> [Source extract]
========================================
Saturday 17 November 2018

Stoicism and the Four Noble Truths

Over the last decade or so an alliance of sorts has formed between the modern Stoic movement and a variety of Buddhist popularizers, especially those influenced by the secular Buddhist movement. It has been noted that both Buddhists and Stoics sought 1) to quiet their desires and minds through various techniques, 2) to impose on themselves a strict simplicity in thought, word, and deed, and 3) to take hold of a super-ordinary freedom. This point of view has been put forth in articles, books, and videoes. While no one reasonable claims that the two are identical (that Zeno would have become Bikkhu Zeno upon hearing a sermon, or that the the Buddha, had he traveled to Greece, would have set up shop under the Stoa) it often seems to me that the similarity is overstated between these two venerable traditions. As an experiment of sorts, I decided to imagine what a Stoic would think of the Four Noble Truths of Buddhism—how we would react and respond to the essential tenets of Buddhism, that were supposedly the core message of the very first sermon the Buddha taught after his Awakening.

As a caveat, I should state that the varieties of Buddhist thought and practice are wildly complex and diverse. For the purposes of this paper I will try to stick to the oldest and simplest form of Buddhism, known as Theravada Buddhism. Similarly, it is not clear that all of the Stoics agreed upon basic topics like theology, cosmology, or even ethics. Stoicism certainly changed as it went from a philosophy discussed under the Athenian Stoa to the expression of pure Roman virtue (what the Romans called Latinas—Latin-ness) embodied in someone like Cato the Younger. Again, for the purpose of this essay, I will try to take the most basic from of Stoicism that has come down to us in the limited sources we have.
    
With that caveat in mind, let us look at each of the Four Noble Truths in turn and see what a Stoic would have to say. The First Noble truth is that life is suffering or distressing. The word being translated (dukkha) is notoriously hard to translate with just one English word, but the idea is that life is indelibly marked by loss, change, unsatisfactoriness, and a lack of fulfillment. Buddhism is not claiming that life is never pleasant, or that we never experience happiness, because we surely do. But our pleasure and our happiness seem to be fleeting and momentary; our desire for more pleasure or better happiness is constantly thwarted by time and ability. At first blush a Stoic, I believe, would see in this claim a false value judgment. Life is all we have and everything we experience is experienced in the context of life. To claim that all of life is suffering is to make the claim that fate ought to be some other way. But perhaps a better understanding of the first Noble Truth is that life is suffering for the unenlightened, for all but the Stoic sage. If this is the case, then the Stoic practitioner would more or less agree. For most of us, life is experienced as unsatisfactory in many ways. So far, the two are in agreement.
========================================
> [Available data]

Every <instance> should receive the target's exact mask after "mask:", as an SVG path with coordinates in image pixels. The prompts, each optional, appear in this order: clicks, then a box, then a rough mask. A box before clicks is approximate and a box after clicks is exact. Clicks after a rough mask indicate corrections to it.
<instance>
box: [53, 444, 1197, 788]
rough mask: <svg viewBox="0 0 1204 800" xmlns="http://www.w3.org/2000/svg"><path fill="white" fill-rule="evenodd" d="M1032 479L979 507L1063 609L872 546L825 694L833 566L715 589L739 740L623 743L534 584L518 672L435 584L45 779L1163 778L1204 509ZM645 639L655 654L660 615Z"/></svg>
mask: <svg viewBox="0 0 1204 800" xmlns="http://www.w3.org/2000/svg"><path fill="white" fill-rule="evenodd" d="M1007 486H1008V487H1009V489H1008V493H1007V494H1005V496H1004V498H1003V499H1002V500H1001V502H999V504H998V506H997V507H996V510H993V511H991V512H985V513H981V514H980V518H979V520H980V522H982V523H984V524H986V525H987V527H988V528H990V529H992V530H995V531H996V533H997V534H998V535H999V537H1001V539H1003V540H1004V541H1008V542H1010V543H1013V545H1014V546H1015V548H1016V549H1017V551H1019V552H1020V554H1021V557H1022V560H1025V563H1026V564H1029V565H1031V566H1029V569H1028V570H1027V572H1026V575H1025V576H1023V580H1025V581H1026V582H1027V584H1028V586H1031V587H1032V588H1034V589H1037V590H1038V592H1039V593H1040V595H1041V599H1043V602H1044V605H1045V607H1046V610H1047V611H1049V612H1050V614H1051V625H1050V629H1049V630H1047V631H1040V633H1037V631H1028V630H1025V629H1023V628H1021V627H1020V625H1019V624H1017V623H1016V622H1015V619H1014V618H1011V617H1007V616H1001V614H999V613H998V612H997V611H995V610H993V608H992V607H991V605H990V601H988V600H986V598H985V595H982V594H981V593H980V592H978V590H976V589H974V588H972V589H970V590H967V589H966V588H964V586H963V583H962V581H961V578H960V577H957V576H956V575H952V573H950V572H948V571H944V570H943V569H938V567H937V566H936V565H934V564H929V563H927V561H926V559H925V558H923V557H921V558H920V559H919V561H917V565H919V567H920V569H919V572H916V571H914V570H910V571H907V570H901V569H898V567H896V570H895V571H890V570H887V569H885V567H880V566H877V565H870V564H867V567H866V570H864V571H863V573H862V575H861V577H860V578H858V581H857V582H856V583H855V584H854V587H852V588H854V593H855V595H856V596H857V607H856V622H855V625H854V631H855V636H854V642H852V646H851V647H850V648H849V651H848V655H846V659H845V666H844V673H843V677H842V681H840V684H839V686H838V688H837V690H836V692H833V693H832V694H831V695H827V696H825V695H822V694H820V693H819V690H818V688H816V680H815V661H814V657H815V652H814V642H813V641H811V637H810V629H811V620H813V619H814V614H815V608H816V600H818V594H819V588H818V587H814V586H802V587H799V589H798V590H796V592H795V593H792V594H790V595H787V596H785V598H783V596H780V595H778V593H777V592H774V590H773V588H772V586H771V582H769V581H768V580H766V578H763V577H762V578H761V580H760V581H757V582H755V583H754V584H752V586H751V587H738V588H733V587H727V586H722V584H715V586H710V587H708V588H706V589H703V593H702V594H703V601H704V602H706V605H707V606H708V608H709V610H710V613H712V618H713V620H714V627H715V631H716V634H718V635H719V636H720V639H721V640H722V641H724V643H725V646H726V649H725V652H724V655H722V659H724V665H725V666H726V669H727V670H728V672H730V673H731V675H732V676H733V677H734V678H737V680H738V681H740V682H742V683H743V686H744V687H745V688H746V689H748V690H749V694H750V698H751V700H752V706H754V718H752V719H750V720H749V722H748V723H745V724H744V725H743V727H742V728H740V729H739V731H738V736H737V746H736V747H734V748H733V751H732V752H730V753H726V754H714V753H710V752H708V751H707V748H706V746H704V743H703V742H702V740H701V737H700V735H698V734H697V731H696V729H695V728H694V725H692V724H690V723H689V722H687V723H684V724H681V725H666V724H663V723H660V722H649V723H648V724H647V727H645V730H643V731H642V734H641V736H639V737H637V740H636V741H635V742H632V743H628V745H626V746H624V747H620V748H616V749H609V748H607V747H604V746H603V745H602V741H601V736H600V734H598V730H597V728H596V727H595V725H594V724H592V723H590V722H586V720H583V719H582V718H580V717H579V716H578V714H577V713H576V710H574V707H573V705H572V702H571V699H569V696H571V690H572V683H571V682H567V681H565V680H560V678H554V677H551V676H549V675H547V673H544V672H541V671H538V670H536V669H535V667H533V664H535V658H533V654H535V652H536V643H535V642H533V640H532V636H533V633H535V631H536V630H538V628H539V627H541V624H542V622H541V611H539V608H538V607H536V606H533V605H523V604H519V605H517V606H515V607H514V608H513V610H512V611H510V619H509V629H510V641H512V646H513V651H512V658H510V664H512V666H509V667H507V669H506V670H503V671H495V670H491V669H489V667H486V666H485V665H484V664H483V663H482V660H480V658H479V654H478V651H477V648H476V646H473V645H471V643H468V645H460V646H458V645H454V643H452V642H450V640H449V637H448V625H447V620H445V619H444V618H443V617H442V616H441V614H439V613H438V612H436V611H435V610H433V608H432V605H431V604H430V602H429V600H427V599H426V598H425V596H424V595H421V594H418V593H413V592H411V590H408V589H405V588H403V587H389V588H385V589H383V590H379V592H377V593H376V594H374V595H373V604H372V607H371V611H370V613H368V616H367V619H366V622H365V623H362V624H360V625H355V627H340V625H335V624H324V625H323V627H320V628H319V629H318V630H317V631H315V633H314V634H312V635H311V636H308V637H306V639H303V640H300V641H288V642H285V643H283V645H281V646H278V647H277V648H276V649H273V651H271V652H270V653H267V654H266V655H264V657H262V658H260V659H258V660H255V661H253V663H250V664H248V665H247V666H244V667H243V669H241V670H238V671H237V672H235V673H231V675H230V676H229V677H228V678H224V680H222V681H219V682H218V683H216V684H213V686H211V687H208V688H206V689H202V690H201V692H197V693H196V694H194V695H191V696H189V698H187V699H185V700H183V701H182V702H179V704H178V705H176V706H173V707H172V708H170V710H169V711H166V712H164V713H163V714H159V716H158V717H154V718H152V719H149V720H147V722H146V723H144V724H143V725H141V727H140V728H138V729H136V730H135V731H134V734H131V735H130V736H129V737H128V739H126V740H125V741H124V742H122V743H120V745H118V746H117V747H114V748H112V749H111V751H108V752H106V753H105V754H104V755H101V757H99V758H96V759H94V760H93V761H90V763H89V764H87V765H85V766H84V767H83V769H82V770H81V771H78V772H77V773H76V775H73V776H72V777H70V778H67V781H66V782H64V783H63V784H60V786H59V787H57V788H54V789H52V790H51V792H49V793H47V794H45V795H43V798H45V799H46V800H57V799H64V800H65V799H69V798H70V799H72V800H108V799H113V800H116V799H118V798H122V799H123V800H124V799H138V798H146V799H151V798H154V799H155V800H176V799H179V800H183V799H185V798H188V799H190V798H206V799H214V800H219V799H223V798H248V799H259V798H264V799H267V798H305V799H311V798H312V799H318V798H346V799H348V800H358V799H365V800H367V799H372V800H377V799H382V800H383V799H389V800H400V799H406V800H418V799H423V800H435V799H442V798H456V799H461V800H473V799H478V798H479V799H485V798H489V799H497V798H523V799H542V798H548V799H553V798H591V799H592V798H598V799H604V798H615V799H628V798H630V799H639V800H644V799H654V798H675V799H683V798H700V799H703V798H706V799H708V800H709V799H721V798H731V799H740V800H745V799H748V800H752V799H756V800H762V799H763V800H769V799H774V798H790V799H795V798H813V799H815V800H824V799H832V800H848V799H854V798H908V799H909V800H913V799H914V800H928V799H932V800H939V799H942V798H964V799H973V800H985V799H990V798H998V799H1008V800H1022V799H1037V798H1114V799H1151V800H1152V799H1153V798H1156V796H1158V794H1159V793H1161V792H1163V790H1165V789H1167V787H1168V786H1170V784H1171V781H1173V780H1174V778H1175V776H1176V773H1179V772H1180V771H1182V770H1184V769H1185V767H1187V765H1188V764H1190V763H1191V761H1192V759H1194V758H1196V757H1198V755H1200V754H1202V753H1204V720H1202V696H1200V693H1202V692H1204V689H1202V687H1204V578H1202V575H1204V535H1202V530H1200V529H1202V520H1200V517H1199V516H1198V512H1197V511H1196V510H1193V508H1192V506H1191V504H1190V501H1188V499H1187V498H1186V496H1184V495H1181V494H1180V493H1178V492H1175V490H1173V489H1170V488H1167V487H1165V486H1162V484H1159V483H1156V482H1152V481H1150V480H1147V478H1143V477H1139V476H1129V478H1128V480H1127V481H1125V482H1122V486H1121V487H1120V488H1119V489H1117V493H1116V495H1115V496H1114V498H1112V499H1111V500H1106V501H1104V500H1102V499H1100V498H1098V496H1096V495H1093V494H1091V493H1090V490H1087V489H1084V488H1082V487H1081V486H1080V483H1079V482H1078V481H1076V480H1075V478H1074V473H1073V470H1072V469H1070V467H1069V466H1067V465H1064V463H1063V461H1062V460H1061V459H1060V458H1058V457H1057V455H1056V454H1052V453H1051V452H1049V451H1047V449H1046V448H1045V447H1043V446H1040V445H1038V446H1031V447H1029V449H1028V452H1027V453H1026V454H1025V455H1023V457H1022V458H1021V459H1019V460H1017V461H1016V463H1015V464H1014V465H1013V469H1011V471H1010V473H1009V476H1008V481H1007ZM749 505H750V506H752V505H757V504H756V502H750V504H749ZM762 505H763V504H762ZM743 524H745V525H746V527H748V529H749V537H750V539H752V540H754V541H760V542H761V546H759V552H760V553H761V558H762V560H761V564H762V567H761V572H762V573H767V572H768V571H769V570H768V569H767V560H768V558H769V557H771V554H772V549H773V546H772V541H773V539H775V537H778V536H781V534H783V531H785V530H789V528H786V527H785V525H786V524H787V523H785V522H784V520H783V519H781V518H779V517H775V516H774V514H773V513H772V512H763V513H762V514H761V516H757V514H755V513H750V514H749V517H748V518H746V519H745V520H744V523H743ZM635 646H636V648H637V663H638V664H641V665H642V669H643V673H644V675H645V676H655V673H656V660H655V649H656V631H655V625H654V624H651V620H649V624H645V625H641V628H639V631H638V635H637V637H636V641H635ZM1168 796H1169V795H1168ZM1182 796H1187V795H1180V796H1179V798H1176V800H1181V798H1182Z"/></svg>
========================================
> [Task objective]
Answer these questions from the essay on Stoicism and the Four Noble Truths, one per line:
1. Which form of Buddhism does the essay say it will stick to?
2. What term did the Romans use for pure Roman virtue?
3. What word is being translated when the First Noble Truth says life is suffering?

> [Answer section]
1. Theravada Buddhism
2. Latinas (Latin-ness)
3. Dukkha